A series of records
•••••
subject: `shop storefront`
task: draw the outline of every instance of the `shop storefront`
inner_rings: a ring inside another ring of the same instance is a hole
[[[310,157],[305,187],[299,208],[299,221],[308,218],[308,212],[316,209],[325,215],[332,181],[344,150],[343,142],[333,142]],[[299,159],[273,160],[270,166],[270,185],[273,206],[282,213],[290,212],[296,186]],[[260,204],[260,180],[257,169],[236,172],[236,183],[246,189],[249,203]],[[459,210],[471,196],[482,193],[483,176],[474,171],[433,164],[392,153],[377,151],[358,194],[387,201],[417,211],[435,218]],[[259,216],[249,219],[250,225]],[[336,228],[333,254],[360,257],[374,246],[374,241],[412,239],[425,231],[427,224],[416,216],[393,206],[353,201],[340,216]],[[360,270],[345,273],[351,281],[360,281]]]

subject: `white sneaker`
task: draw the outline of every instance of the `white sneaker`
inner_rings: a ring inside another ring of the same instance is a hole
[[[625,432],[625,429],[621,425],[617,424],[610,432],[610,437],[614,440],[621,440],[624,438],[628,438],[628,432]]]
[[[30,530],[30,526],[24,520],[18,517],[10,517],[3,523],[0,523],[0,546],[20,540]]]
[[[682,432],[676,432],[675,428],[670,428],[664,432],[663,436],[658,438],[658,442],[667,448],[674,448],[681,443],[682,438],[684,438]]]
•••••
[Aim]:
Please turn all of the data above into a numbered list, one line per entry, and leave out the blank lines.

[Output for this task]:
1. subject: `shop storefront`
2. task: draw the outline of every instance of the `shop storefront`
3. inner_rings: a ring inside another ring of the same instance is a hole
4. [[[310,157],[305,187],[299,208],[299,221],[308,218],[308,212],[316,209],[325,215],[332,181],[344,150],[343,142],[333,142]],[[299,159],[273,160],[270,166],[270,185],[273,206],[282,213],[290,212],[296,186]],[[260,204],[260,180],[257,169],[236,172],[236,183],[246,189],[249,203]],[[459,210],[471,196],[482,193],[483,176],[474,171],[433,164],[392,153],[377,151],[358,194],[387,201],[417,211],[435,218]],[[259,216],[249,219],[250,225]],[[336,228],[333,254],[360,257],[374,246],[374,241],[412,239],[425,231],[427,224],[416,216],[393,206],[353,201],[340,216]],[[360,270],[345,273],[351,281],[360,281]]]
5. subject: `white sneaker`
6. task: draw the outline of every instance of the `white sneaker`
7. inner_rings: a ring inside another ring of the same instance is a hole
8. [[[625,432],[625,429],[621,425],[617,424],[610,432],[610,437],[614,440],[621,440],[624,438],[628,438],[628,432]]]
9. [[[30,530],[30,526],[24,520],[18,517],[10,517],[3,523],[0,523],[0,546],[20,540]]]
10. [[[682,432],[676,432],[675,428],[670,428],[664,432],[663,436],[658,438],[658,442],[667,448],[674,448],[681,443],[682,438],[684,438]]]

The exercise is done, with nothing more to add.